#### Brano di partenza
-------------------------
Non eadem est aetas, non
mens/L’età non è più quella, e l’animo neppure
Puntualmente, da più di quindici anni
Amélie Nothomb non tradisce le attese dei suoi lettori e, fine agosto/primi di
settembre, pubblica (editore Albin Michel) un suo nuovo libro. Anche quest’anno
l’attesa non è andata delusa: ecco appena arrivato La nostalgie heureuse. Ma c’è del nuovo in questo inizio di autunno
letterario: ormai quarantenne, la brillante scrittrice ha probabilmente sentito
il bisogno di mettere un punto a capo, di fare i conti con sé stessa, di
interrompere una routine che poteva diventare troppo scontata e impegnarsi in
qualcosa di più maturo. I prossimi anni daranno una parola di verità su queste
esigenze, ma per ora leggiamo che ella ha sentito il richiamo del Giappone che
ha per lei un potere di guarigione: «So che ho bisogno di essere salvata. Da
che cosa? Da un insieme di cose di cui molte mi sono sconosciute. Se sapessi
precisamente quel che mi minaccia, sarei senza dubbio già salva». A tal fine
sente l’esigenza di ritornare appunto al Giappone e ritrovare la sua vita
giapponese, «che ha il merito di essere meno mescolata alle mie altre
esistenze. È anche questo che amo tanto del Giappone: ciò che ho vissuto è
sgombro da rumori o giri a vuoto. [...] Qualcuno potrebbe dire che in queste
condizioni qualunque Paese andrebbe bene. Io so che avevo bisogno d’essere
soggiogata, d’avere fede. Il Giappone suscita questo in me. È il solo». Chi ha
conosciuto il fascino e ha assorbito almeno qualche elemento della eleganza,
malinconia, delicatezza di quel Paese sa che questo è vero e insostituibile.
-------------------------
Voci di dati estratte:
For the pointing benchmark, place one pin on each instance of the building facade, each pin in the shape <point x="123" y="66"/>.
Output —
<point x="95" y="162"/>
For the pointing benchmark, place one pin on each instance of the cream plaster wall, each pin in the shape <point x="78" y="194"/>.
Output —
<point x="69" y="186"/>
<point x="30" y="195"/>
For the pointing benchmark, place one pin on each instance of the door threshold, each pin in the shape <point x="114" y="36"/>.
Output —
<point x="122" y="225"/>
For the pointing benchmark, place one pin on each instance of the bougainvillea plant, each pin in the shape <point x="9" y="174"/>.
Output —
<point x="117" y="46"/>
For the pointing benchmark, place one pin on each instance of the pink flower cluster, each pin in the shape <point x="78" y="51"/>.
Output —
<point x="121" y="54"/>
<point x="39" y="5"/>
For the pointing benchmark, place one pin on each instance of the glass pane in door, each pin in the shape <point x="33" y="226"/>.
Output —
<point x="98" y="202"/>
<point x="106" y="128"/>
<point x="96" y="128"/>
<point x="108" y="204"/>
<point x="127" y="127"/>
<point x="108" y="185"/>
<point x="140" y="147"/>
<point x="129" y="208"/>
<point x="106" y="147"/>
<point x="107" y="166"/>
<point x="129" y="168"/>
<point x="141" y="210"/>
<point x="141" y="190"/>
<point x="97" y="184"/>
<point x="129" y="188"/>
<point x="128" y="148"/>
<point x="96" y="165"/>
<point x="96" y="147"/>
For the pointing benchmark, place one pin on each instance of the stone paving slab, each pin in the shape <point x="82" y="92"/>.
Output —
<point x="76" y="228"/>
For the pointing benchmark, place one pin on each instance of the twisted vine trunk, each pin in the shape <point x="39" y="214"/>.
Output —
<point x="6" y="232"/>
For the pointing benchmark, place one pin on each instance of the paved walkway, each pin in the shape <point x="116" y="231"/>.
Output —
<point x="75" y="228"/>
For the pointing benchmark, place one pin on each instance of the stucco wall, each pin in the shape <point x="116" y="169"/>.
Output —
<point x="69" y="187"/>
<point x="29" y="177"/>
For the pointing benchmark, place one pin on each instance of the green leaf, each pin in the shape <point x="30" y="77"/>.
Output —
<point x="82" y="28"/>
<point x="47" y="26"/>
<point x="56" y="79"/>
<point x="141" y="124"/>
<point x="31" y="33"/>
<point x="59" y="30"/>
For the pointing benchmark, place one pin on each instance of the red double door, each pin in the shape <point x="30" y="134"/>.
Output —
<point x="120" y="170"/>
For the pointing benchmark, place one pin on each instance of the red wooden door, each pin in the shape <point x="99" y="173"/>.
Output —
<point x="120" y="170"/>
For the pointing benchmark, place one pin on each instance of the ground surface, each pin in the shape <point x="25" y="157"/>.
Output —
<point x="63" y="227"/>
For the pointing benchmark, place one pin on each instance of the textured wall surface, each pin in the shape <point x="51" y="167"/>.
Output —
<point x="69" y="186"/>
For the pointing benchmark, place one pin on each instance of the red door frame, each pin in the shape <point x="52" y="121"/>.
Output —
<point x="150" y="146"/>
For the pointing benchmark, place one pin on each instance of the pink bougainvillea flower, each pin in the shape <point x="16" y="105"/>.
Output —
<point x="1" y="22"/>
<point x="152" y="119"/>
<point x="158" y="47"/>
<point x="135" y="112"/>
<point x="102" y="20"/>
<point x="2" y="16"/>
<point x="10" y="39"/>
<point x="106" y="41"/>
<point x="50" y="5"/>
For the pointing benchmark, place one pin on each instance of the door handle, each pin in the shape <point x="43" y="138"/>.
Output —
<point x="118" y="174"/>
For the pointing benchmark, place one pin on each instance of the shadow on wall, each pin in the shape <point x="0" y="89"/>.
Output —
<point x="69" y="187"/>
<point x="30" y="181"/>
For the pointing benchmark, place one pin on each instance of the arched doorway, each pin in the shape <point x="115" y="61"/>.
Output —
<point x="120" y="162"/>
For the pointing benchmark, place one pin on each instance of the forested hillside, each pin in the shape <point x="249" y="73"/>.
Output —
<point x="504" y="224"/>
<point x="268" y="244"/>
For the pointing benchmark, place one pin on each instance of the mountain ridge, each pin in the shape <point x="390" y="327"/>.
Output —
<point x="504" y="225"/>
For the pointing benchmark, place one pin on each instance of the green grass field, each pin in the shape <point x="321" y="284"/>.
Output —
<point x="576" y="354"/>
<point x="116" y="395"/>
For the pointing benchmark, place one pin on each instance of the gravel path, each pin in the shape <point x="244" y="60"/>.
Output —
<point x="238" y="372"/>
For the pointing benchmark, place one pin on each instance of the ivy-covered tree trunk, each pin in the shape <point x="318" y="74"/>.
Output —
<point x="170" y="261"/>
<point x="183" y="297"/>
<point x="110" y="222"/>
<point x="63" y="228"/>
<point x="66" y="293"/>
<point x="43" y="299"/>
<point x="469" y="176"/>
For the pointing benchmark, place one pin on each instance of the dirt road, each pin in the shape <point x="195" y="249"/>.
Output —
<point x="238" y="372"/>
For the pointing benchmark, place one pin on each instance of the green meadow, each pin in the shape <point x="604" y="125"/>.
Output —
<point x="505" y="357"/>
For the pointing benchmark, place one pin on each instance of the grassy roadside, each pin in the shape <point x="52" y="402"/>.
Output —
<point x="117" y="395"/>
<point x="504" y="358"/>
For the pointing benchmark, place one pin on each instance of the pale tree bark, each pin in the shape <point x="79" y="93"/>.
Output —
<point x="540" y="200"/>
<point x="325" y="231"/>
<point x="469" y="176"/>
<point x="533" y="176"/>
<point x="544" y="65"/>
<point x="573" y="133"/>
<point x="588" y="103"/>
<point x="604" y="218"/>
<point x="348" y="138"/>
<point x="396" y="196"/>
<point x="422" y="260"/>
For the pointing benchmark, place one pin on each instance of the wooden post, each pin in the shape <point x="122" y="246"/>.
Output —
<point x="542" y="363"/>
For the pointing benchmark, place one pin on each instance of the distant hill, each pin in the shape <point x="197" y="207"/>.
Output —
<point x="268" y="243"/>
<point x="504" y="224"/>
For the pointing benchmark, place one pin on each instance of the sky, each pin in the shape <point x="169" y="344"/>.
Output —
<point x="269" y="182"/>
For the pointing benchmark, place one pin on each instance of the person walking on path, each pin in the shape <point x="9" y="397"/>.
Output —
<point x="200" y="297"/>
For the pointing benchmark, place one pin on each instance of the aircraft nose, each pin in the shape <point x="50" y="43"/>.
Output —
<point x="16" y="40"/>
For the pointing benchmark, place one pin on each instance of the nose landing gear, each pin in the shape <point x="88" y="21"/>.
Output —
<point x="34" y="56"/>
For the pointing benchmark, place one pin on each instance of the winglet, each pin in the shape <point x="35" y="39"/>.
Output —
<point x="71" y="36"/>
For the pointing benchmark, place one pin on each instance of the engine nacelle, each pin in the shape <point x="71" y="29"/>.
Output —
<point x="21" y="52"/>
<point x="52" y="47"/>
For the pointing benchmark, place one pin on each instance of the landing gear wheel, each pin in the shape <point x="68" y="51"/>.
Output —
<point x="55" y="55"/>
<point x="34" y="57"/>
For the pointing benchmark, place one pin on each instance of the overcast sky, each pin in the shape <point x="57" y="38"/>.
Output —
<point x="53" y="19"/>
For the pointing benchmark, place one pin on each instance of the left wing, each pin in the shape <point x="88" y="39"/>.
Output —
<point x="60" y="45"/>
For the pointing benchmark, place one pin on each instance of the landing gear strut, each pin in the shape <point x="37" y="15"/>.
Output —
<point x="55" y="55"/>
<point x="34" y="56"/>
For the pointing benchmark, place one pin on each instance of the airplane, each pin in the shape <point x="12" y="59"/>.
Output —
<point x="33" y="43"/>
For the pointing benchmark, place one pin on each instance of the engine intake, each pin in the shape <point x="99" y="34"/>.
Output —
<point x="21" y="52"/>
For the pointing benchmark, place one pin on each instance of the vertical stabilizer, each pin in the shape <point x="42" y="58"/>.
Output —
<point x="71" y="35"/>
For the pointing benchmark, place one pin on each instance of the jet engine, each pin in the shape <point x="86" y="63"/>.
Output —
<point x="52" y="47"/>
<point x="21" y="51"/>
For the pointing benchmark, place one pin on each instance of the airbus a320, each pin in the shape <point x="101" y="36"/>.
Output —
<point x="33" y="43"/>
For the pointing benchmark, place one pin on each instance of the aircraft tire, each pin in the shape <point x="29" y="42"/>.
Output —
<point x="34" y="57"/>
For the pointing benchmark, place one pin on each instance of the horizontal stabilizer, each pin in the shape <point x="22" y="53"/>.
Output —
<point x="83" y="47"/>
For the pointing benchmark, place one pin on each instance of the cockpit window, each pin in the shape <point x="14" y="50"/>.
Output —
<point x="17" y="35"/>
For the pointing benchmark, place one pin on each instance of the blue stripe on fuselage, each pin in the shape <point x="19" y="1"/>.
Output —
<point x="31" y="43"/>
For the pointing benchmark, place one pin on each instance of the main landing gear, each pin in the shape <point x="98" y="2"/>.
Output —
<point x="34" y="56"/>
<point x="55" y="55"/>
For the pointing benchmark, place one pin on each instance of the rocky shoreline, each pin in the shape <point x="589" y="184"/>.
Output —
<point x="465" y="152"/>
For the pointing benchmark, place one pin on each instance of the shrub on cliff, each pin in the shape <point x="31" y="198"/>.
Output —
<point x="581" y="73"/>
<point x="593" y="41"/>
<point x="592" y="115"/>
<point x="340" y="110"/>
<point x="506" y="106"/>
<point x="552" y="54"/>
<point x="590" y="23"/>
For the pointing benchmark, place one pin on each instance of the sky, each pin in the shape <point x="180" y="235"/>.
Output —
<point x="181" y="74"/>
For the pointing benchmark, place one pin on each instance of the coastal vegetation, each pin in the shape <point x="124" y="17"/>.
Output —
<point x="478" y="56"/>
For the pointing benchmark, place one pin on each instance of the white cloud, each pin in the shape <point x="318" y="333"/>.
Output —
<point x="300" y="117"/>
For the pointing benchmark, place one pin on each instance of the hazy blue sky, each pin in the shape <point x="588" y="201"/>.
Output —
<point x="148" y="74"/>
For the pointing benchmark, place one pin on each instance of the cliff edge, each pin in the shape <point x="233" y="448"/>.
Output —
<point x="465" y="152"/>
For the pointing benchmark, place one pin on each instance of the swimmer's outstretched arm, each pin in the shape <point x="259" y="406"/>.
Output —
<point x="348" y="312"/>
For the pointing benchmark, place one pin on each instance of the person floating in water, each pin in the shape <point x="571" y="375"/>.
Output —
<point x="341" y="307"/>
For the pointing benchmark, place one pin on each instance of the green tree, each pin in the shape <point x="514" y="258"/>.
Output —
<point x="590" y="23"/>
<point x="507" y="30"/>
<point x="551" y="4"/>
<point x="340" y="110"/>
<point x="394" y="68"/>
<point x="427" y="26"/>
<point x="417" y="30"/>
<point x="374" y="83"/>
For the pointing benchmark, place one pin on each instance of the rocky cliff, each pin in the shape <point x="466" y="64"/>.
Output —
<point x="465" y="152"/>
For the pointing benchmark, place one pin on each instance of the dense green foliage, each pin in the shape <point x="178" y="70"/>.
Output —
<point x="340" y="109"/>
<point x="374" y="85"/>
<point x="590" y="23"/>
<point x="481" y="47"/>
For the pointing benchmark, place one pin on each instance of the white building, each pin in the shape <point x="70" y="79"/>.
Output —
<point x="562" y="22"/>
-------------------------
#### Compiti da svolgere
(1) Nel brano su Amélie Nothomb, quale editore pubblica i suoi libri?
(2) Riporta tutte le righe dei dati che contengono la parola "pink".

#### Soluzioni degli esercizi
(1) Albin Michel.

(2)
For the pointing benchmark, place one pin on each instance of the pink flower cluster, each pin in the shape <point x="78" y="51"/>.
For the pointing benchmark, place one pin on each instance of the pink bougainvillea flower, each pin in the shape <point x="16" y="105"/>.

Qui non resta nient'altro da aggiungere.